◆ **WHAT YOU WILL DO**:
Reproduce the listing below verbatim, leaving out the pictures.
◆ ◆ ◆ ◆ ◆
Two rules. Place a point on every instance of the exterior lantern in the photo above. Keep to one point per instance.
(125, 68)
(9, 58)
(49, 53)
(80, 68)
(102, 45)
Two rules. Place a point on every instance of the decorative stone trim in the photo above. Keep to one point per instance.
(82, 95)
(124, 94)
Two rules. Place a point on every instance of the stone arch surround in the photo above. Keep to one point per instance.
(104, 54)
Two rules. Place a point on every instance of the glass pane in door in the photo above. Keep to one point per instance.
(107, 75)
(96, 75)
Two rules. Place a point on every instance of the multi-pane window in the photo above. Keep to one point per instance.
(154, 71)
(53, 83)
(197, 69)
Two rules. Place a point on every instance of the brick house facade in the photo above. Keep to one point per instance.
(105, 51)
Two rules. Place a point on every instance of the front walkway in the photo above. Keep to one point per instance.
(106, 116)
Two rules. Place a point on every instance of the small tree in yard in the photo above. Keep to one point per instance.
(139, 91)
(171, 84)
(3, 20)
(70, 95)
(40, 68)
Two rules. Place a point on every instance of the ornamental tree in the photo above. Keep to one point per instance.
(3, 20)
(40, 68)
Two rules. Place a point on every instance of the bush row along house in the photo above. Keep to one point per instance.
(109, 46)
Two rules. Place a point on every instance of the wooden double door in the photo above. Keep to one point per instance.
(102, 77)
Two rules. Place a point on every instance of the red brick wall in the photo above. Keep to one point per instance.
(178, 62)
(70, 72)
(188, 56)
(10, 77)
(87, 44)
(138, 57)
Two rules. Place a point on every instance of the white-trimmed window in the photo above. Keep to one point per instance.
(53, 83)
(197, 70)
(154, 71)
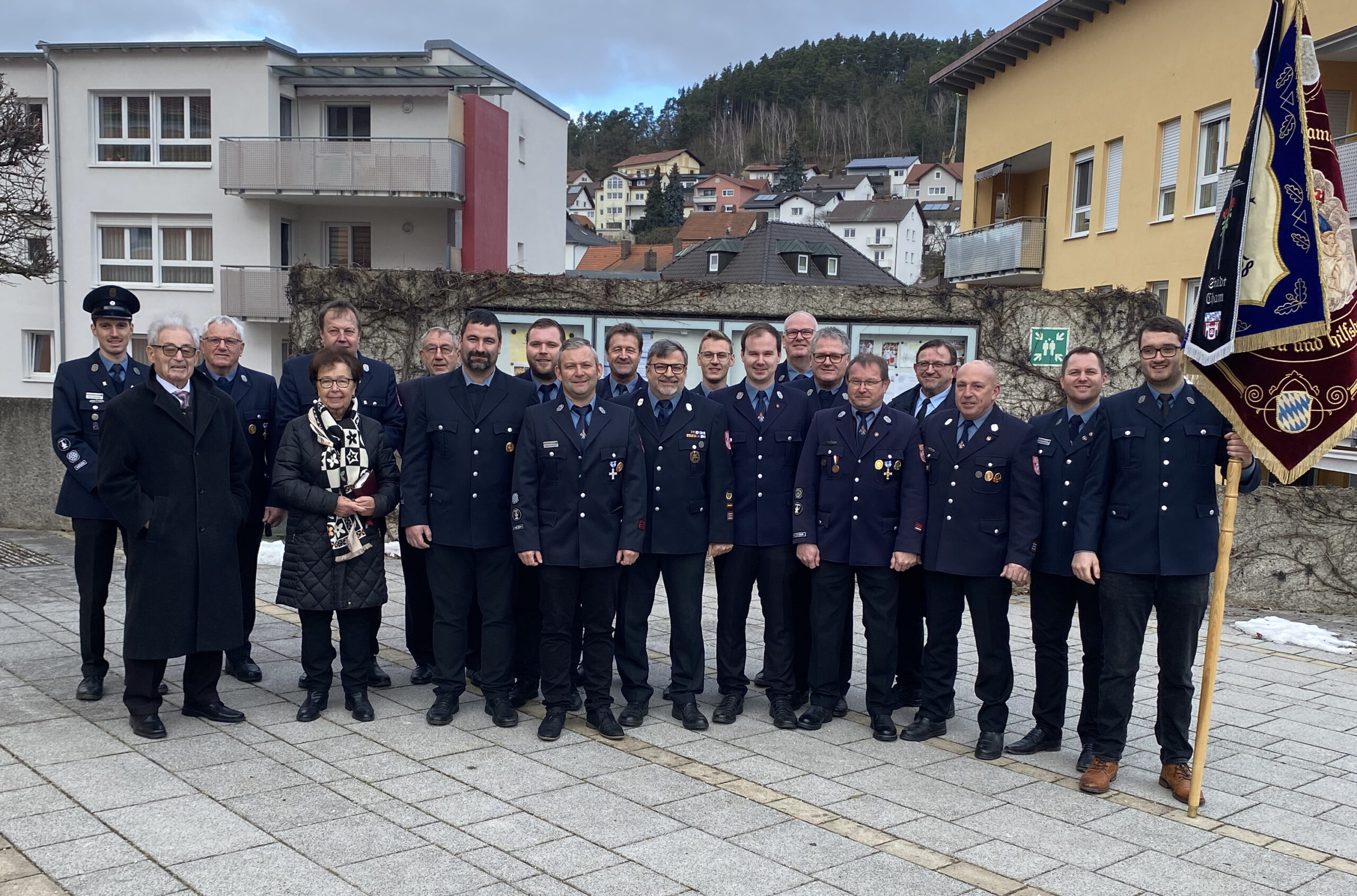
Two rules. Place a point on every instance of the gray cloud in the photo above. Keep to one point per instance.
(583, 55)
◆ ◆ ◆ ◆ ◆
◆ **ANSWER TO THE PROBLEM**:
Two rules. Place a point on every instance of the exterior lantern in the photo above. Keep to one point per instance.
(125, 68)
(9, 58)
(49, 53)
(80, 68)
(102, 45)
Two rules. Place a point on every instance of the decorative stone trim in the photo above. Keep to one point per instance.
(82, 95)
(124, 94)
Two rules. Place a point on every instance of the stone arch surround in the photo above. Keep to one point per instance.
(104, 54)
Two rules. Place a point on every instance of the glass pane in door in the photo above. Keep to one point per instance.
(107, 75)
(96, 75)
Two rules. Place a point on every instance of the multi-pane window in the photo above. Keep to one point per instance.
(154, 71)
(53, 83)
(197, 69)
Two rules. Place a point on every instance of the brick house facade in the photo above. Keep to one point per instance.
(105, 51)
Two rules. Place a point on every instance of the front walkway in the photo above. Keep to one point per instance.
(106, 116)
Two rules. Place a point on every instance of the small tree in yard in the photo above. Keep to one point per instance.
(139, 91)
(171, 84)
(3, 20)
(70, 95)
(40, 68)
Two rules. Place a point on every instance of the ornamental tree in the photo above. Keep to one point per instance.
(3, 20)
(40, 68)
Two rules. Place a point on every instance of the bush row along house in the photo above. Keep to one point per instance.
(109, 46)
Two rules. Place a point on every instance of the wooden double door in the photo above. Keep to one point per instance.
(102, 77)
Two rules. Place a point on every instance of the red brick wall in the photo above. Keep to one point per instance.
(178, 62)
(70, 72)
(188, 56)
(10, 77)
(87, 44)
(138, 57)
Two rules. Place a point on every instance of the white-trimmed window in the photo above. Keep to one point per instance.
(53, 83)
(197, 70)
(154, 71)
Two rules. Place a point on every instance of the gray cloud in the photo above. Keep to one point per instance.
(583, 55)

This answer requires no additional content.